Só no século 16 o alemão veio a emprestar do latim e do francês a palavra "Toleranz". É por isso que entre nós o termo possuiu de imediato, no contexto do cisma da fé, o significado estrito de tolerância ["Duldsamkeit"] para com outras confissões religiosas. No curso dos séculos 16 e 17, a tolerância religiosa torna-se conceito jurídico. Os governos passam a promulgar os atos de tolerância, ordenando aos funcionários e a uma população ortodoxa o comportamento tolerante no trato com as minorias religiosas luteranas, huguenotes, papistas. Do ato legal que manda as autoridades tolerarem os heterodoxos resulta, em regra para a maioria da população, a imposição do comportamento tolerante perante os membros de uma comunidade religiosa até então oprimida ou perseguida.
Com mais nitidez que no alemão, na língua inglesa "tolerance" se distingue, enquanto disposição de conduta ou virtude, de "toleration", o ato de lei com que um governo preserva um exercício religioso mais ou menos irrestrito. Nós alemães referimos a expressão "Toleranz" às duas coisas: tanto à ordem jurídica assegurando a tolerância como à expectativa normativa de um relacionamento tolerante.
Ainda hoje o contexto político original não deixa de ecoar no uso comum do termo. Com "Toleranz" designamos não só uma disposição geral de tratar os outros ou os estrangeiros de forma paciente e tolerante. A expressão se refere muito mais à virtude política no relacionamento com cidadãos de procedência e modos diferentes. Assim, a tolerância é considerada hoje o componente central de uma cultura política liberal. Mas é claro que "Toleranz" não é o mesmo que a virtude do tratamento civil. Ela não deve ser confundida com a disposição para a cooperação e para o compromisso. Pois, em caso de conflito, a pretensão à verdade não é negociável com a pretensão do outro à verdade.
--
Atividades propostas:
[a] Enumere todas as línguas mencionadas no texto sobre a tolerância.
[b] Retome o texto sobre a tolerância a partir da última frase e dê continuidade a ele.

Bloco de dados:
--
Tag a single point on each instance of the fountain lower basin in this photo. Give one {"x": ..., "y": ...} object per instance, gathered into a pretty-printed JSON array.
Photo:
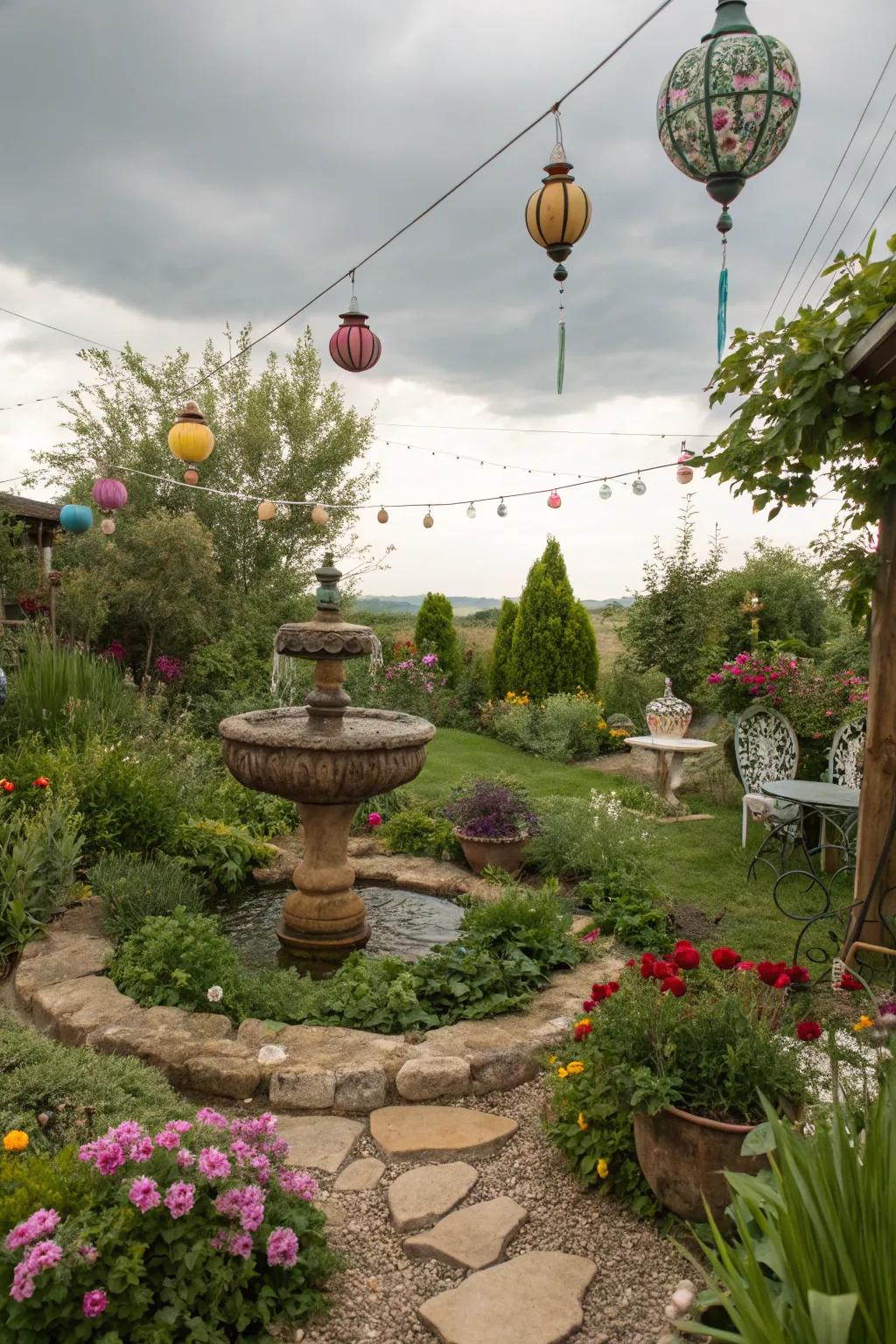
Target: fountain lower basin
[{"x": 326, "y": 765}]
--
Respostas por atividade:
[a] alemão, latim, francês, inglês

[b]
Só o componente da recusa das crenças diferentes torna necessária a tolerância. Não precisamos ser tolerantes se somos de todo modo indiferentes às concepções e às atitudes alheias, e menos ainda se apreciamos o conjunto de características desse "outro". A tolerância religiosa para com os heterodoxos se generalizou mais tarde, convertendo-se em tolerância política no sentido mais amplo para com os que pensam diferentemente; mas para ambos os casos é essencial o "componente da recusa" (Rainer Forst [filósofo alemão, autor de "Contextos da Justiça - Filosofia Política além do Liberalismo e do Comunitarismo", sem edição em português]).
Só se pode falar de tolerância quando os envolvidos apóiam sua recusa em uma diferença cognitiva entre convicções e atitudes que perdura de maneira racional. Obviamente, nem toda recusa é racional nesse sentido: "Se alguém rejeita seres humanos de cor de pele negra, não vamos exigir dele uma ‘tolerância para com os que têm uma aparência diferente’. (...) Pois nesse caso nós aceitaríamos seu prejuízo como um juízo ético, que é semelhante à recusa de uma religião diferente. Um racista não deve tornar-se tolerante, ele deve superar o seu racismo".
Nesses casos e em outros semelhantes, consideramos uma resposta adequada a crítica dos preconceitos e a luta contra a discriminação, ou seja, pela igualdade de direitos, e não absolutamente a exigência de "mais tolerância". Em relação aos heterodoxos e aos que pensam diferentemente, a questão da tolerância só se coloca após a eliminação dos preconceitos, por conta dos quais eles foram discriminados de início.
Mas o que nos autoriza a chamar de "preconceitos" as descrições que o fundamentalista religioso, o racista, o chauvinista sexual, o nacionalista radical ou o etnocêntrico xenófobo dão do outro? Nós nos permitimos hoje o discurso que estigmatiza fundamentalistas, racistas etc., à luz do critério igualitário e universalista da igualdade civil, mais precisamente sob o aspecto do reconhecimento de todos os cidadãos como membros "iguais" ou "de mesmo valor" da coletividade política.
Essa norma da inclusão completa de todos os cidadãos tem de ser reconhecida universalmente, antes que possamos exigir de nós tolerância recíproca. Somente esse critério, aceito em comum, da não-discriminação fornece para o tratamento tolerante dos cidadãos entre si as razões morais e constitucionais que sobrepujam as razões epistêmicas de uma recusa das convicções e das atitudes meramente toleradas do outro. Com base nessa concordância normativa, as contradições entre as imagens de mundo concorrentes que perduram na dimensão cognitiva podem ser neutralizadas na dimensão social da igualdade dos cidadãos.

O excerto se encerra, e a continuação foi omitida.